◆ WHAT IS BEING ASKED
Your task is to copy every line of the entries that holds the word "exact".

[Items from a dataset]
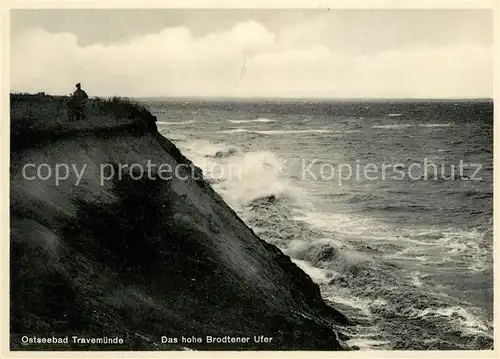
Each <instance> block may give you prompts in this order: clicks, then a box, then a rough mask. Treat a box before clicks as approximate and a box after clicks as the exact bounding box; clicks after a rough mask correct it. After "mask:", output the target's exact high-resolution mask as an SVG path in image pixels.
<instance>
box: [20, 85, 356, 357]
mask: <svg viewBox="0 0 500 359" xmlns="http://www.w3.org/2000/svg"><path fill="white" fill-rule="evenodd" d="M64 101H65V99H64V98H56V97H49V96H26V95H24V96H21V95H13V96H11V121H12V125H11V149H12V150H11V184H10V187H11V204H10V210H11V248H10V251H11V252H10V258H11V273H10V275H11V276H10V278H11V301H10V303H11V304H10V306H11V308H10V309H11V310H10V313H11V317H10V326H11V327H10V328H11V348H12V349H13V350H95V349H98V350H169V349H174V350H176V349H180V348H182V347H185V348H192V349H218V350H231V349H232V350H234V349H237V350H249V349H252V350H277V349H284V350H285V349H297V350H299V349H300V350H340V349H346V348H345V346H343V345H342V344H341V342H340V340H338V338H337V336H338V334H337V332H338V328H341V326H343V325H348V324H349V322H348V320H347V319H346V318H345V317H344V316H343V315H342V314H341V313H339V312H338V311H337V310H335V309H334V308H331V307H330V306H328V305H326V304H325V303H324V302H323V300H322V298H321V296H320V291H319V288H318V286H317V285H316V284H314V283H313V282H312V281H311V279H310V278H309V277H308V276H307V275H306V274H305V273H304V272H303V271H302V270H301V269H299V268H298V267H297V266H296V265H295V264H294V263H292V262H291V260H290V258H289V257H287V256H285V255H284V254H283V253H282V252H281V251H280V250H279V249H278V248H276V247H274V246H273V245H270V244H268V243H267V242H265V241H263V240H261V239H259V238H258V237H257V236H256V235H255V234H254V233H253V231H252V230H251V229H249V228H248V227H247V226H246V225H245V224H244V223H243V222H242V221H241V220H240V219H239V218H238V216H237V215H236V214H235V213H234V212H233V211H232V210H231V209H230V208H229V207H228V206H227V205H226V204H225V203H224V202H223V200H222V199H221V198H220V196H219V195H217V193H215V192H214V191H213V189H212V188H211V187H210V185H209V184H208V183H207V182H206V181H205V180H203V179H202V178H201V171H200V170H199V169H194V172H192V173H191V176H187V178H184V177H183V179H180V178H176V177H173V178H172V179H168V180H162V179H160V178H157V177H155V178H154V179H151V178H147V177H144V176H143V177H141V178H139V177H140V176H138V174H137V173H136V172H133V171H132V172H130V173H123V175H120V176H118V175H117V173H118V171H115V172H116V173H115V176H110V177H109V179H108V180H106V181H105V182H104V183H101V181H100V177H99V176H100V175H102V174H101V173H100V172H99V170H100V168H101V166H102V165H106V166H108V167H107V168H108V169H111V168H114V169H115V170H117V169H118V168H119V166H120V165H123V164H127V165H129V166H131V165H133V164H144V163H145V162H146V161H148V160H149V161H151V162H153V163H156V164H160V163H164V164H169V165H170V166H176V165H177V166H178V165H179V164H183V165H184V166H185V168H188V166H190V165H192V164H191V162H190V161H189V160H188V159H186V158H185V157H184V156H183V155H182V154H181V153H180V152H179V151H178V149H177V148H176V147H175V146H174V145H173V144H172V143H171V142H170V141H169V140H167V139H166V138H164V137H163V136H161V135H160V134H159V133H158V132H157V130H156V125H155V120H156V119H155V118H154V117H153V116H152V115H151V114H150V113H149V112H147V111H146V110H145V109H143V108H141V107H140V106H137V105H134V104H131V103H128V102H126V101H124V100H116V99H115V100H109V101H104V100H92V101H91V102H90V104H89V108H88V113H89V118H88V119H87V120H86V121H81V122H70V121H69V120H68V119H67V118H66V115H65V110H64ZM28 163H30V164H34V165H39V164H41V163H47V164H49V166H51V167H52V168H55V166H56V165H57V164H68V165H74V166H77V167H78V168H83V167H82V166H84V165H86V170H85V173H84V176H83V177H82V179H81V181H80V182H79V184H78V185H75V183H76V178H75V176H74V175H73V176H71V175H70V176H69V177H68V178H67V179H66V180H64V181H60V183H58V184H56V183H55V182H54V181H53V180H52V179H51V178H49V179H47V180H42V179H37V178H35V179H26V178H25V177H24V176H23V175H22V169H23V166H24V165H26V164H28ZM32 171H33V172H30V175H34V173H35V172H34V170H33V169H32ZM193 173H194V174H196V176H193ZM30 178H31V177H30ZM23 335H27V336H29V337H33V336H37V337H51V336H57V337H61V336H62V337H64V336H69V337H70V339H69V340H70V344H29V345H23V344H22V343H21V337H22V336H23ZM73 335H78V336H81V337H101V336H106V337H116V336H118V337H121V338H123V340H124V344H123V345H109V344H108V345H104V344H101V345H98V344H95V345H89V344H85V345H72V344H71V336H73ZM207 335H209V336H214V337H224V336H233V337H250V340H249V343H245V344H241V343H235V344H231V343H227V344H217V343H216V344H208V343H206V340H205V338H206V336H207ZM261 335H264V336H267V337H272V338H273V339H272V340H271V342H268V343H262V342H260V343H255V342H254V340H253V336H261ZM162 336H164V337H170V338H177V343H175V342H173V341H174V339H171V342H173V343H171V344H168V343H162V342H161V337H162ZM182 336H184V337H186V338H187V337H189V338H191V337H193V336H194V337H200V338H203V342H202V343H198V344H193V343H191V344H188V343H182Z"/></svg>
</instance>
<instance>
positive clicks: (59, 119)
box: [10, 93, 155, 133]
mask: <svg viewBox="0 0 500 359" xmlns="http://www.w3.org/2000/svg"><path fill="white" fill-rule="evenodd" d="M68 101H69V96H50V95H45V94H44V93H38V94H26V93H12V94H10V120H11V132H12V133H20V132H25V131H26V132H38V131H41V132H43V131H58V130H71V129H75V130H80V129H89V128H106V127H114V126H117V125H124V124H130V123H133V122H134V121H137V120H140V121H142V122H144V121H146V124H147V125H151V124H152V123H154V121H155V118H154V116H152V115H151V113H150V112H149V111H148V110H147V108H146V107H145V106H143V105H141V104H139V103H136V102H134V101H132V100H130V99H128V98H122V97H112V98H109V99H106V98H91V99H89V101H88V102H87V104H86V107H85V113H86V118H85V119H84V120H80V121H76V120H74V119H73V120H70V118H69V116H68V110H67V104H68Z"/></svg>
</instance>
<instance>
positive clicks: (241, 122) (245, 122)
mask: <svg viewBox="0 0 500 359" xmlns="http://www.w3.org/2000/svg"><path fill="white" fill-rule="evenodd" d="M229 122H231V123H251V122H261V123H267V122H276V120H271V119H269V118H256V119H254V120H229Z"/></svg>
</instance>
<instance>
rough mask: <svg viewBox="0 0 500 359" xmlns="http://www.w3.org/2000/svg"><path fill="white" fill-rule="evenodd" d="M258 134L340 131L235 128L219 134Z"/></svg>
mask: <svg viewBox="0 0 500 359" xmlns="http://www.w3.org/2000/svg"><path fill="white" fill-rule="evenodd" d="M245 132H249V133H256V134H261V135H287V134H308V133H337V132H340V131H332V130H327V129H308V130H248V129H246V128H233V129H230V130H222V131H218V132H217V133H230V134H234V133H245Z"/></svg>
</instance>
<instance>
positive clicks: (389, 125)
mask: <svg viewBox="0 0 500 359" xmlns="http://www.w3.org/2000/svg"><path fill="white" fill-rule="evenodd" d="M413 126H414V125H411V124H392V125H374V126H372V128H379V129H395V130H399V129H403V128H409V127H413Z"/></svg>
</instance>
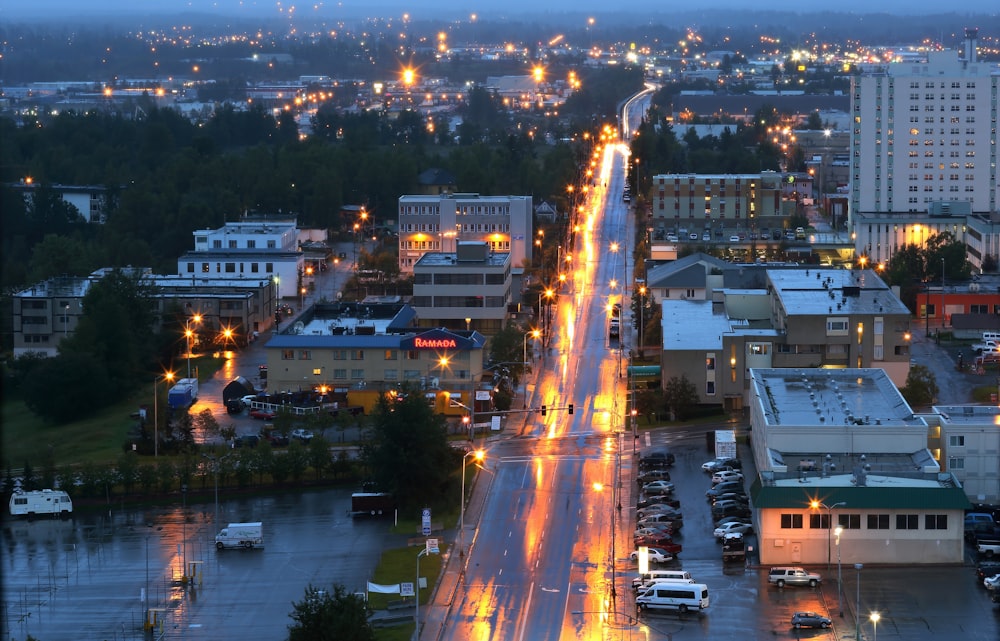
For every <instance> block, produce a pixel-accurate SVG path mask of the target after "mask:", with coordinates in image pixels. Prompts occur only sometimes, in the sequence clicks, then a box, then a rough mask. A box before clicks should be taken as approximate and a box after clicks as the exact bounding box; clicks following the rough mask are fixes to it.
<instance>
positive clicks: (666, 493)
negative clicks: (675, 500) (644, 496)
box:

◆ RESULT BELOW
Each <instance> block may give you prompts in this order: clicks, then a box, then a rough mask. Treat a box before clicks as approximate and a box after clicks as the exact bounding box; clicks after a rough mask correct it. After "mask:", output the target's exact high-resolution mask as an SVG path in image pixels.
For every <instance> block, produce a pixel-accurate SVG path mask of the target after "mask:", with coordinates in image pixels. Prompts occur only sometimes, in the sequence clicks, then a box, then a rough mask. A box before clicks should be taken as approximate and a box after clicks as the exact bounding box; clicks following the rough mask are fixes to it.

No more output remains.